━━━━━ Source passage ━━━━━

This sweet and slightly tangy mug cake is flavored with fresh lemon and a hint of thyme. It's topped with a rich cream cheese glaze and comes together in just 10 minutes.
4.47 from 15 votes
Prep Time 5 minutes
Cook Time 5 minutes
Total Time 10 minutes
Course Dessert
Cuisine American
Servings 1 serving
Calories 434 kcal

Ingredients
 
 

For the Mug Cake:

  • 25 grams almond flour
  • 15 grams powdered erythritol
  • 15 grams butter melted
  • 15 grams full-fat Greek yogurt
  • 1 egg
  • ½ teaspoon vanilla extract
  • ½ teaspoon baking powder
  • ½ teaspoon lemon zest
  • 1 teaspoon lemon juice
  • A few fresh thyme leaves

For the Cream Cheese Glaze:

  • 15 grams cream cheese softened
  • 15 grams heavy whipping cream
  • 5 grams powdered erythritol
  • teaspoon vanilla extract
  • teaspoon lemon zest

Instructions
 

Make the Mug Cake:

  • In a mixing bowl, whisk together the almond flour, erythritol, butter, yogurt, egg, vanilla extract, baking powder, lemon zest, lemon juice, and thyme leaves until smooth and well combined.

━━━━━

* Goals:
1. Answer these questions from the lemon thyme mug cake recipe:
(a) What total time does the recipe list?
(b) How many grams of almond flour go into the mug cake?
(c) How many grams of cream cheese does the glaze call for?
2. Pick up the lemon thyme mug cake recipe after its last instruction and write the steps that follow.

━━━━━ Records provided ━━━━━

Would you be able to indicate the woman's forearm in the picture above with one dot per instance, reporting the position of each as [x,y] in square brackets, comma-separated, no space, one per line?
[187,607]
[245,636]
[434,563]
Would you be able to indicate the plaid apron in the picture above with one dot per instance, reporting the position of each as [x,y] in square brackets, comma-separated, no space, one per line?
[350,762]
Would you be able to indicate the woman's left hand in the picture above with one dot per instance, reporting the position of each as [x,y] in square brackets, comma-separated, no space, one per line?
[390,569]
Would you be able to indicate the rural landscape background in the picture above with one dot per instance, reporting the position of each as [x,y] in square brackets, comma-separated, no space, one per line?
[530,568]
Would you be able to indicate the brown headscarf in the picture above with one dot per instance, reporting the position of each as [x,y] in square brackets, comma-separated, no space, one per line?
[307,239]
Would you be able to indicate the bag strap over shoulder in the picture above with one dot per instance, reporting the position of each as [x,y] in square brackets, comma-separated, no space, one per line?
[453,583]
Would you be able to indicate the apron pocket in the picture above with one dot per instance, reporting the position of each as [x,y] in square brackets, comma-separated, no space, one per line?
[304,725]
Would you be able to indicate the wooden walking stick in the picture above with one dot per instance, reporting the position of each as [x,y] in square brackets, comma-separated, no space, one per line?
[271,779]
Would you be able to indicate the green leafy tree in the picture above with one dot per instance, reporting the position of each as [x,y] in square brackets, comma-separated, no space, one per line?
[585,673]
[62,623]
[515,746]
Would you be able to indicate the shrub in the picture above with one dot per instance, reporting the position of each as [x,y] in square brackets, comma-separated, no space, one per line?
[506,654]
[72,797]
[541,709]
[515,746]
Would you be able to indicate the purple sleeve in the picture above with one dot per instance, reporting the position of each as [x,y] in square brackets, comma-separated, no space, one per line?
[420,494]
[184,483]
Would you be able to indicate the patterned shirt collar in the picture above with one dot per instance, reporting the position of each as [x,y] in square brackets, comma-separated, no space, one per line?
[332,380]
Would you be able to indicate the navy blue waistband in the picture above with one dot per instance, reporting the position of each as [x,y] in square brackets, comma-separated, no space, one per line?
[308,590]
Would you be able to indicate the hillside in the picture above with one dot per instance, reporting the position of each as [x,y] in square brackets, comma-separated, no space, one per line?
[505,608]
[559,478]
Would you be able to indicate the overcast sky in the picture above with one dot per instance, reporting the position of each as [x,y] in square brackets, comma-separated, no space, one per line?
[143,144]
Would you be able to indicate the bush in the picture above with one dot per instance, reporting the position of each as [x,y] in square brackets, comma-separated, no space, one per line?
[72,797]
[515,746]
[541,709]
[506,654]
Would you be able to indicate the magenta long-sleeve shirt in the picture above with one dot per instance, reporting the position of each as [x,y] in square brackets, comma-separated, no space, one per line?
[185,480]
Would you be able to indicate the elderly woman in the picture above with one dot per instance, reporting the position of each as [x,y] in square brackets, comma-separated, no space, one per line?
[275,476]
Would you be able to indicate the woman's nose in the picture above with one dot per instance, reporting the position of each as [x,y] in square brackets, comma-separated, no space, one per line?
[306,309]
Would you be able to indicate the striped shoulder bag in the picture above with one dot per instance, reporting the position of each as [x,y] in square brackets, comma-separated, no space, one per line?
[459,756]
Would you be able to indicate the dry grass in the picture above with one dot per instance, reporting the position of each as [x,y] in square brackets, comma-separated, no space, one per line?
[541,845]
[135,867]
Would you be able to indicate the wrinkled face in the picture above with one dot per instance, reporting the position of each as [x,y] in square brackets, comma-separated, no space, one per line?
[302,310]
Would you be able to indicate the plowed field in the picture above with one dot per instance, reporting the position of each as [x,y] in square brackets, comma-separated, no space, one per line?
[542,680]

━━━━━

* Expected results:
1.
(a) 10 minutes
(b) 25 grams
(c) 15 grams

2.
  • Pour the batter into a microwave-safe mug or ramekin.

Cook the Cake:

  • Microwave for 60 seconds for a gooey texture or 90 seconds for a firmer cake.
  • Alternatively, bake in a preheated oven at 175°C (350°F) for 15–20 minutes until the cake is set. Avoid using a mug in the oven; use a ramekin or oven-safe dish.
  • Let the cake cool to room temperature before glazing.

Make the Glaze:

  • In a small bowl, whisk together the softened cream cheese, heavy cream, erythritol, vanilla extract, and lemon zest until smooth.

Glaze and Serve:

  • Spoon the chilled glaze over the cooled cake and serve.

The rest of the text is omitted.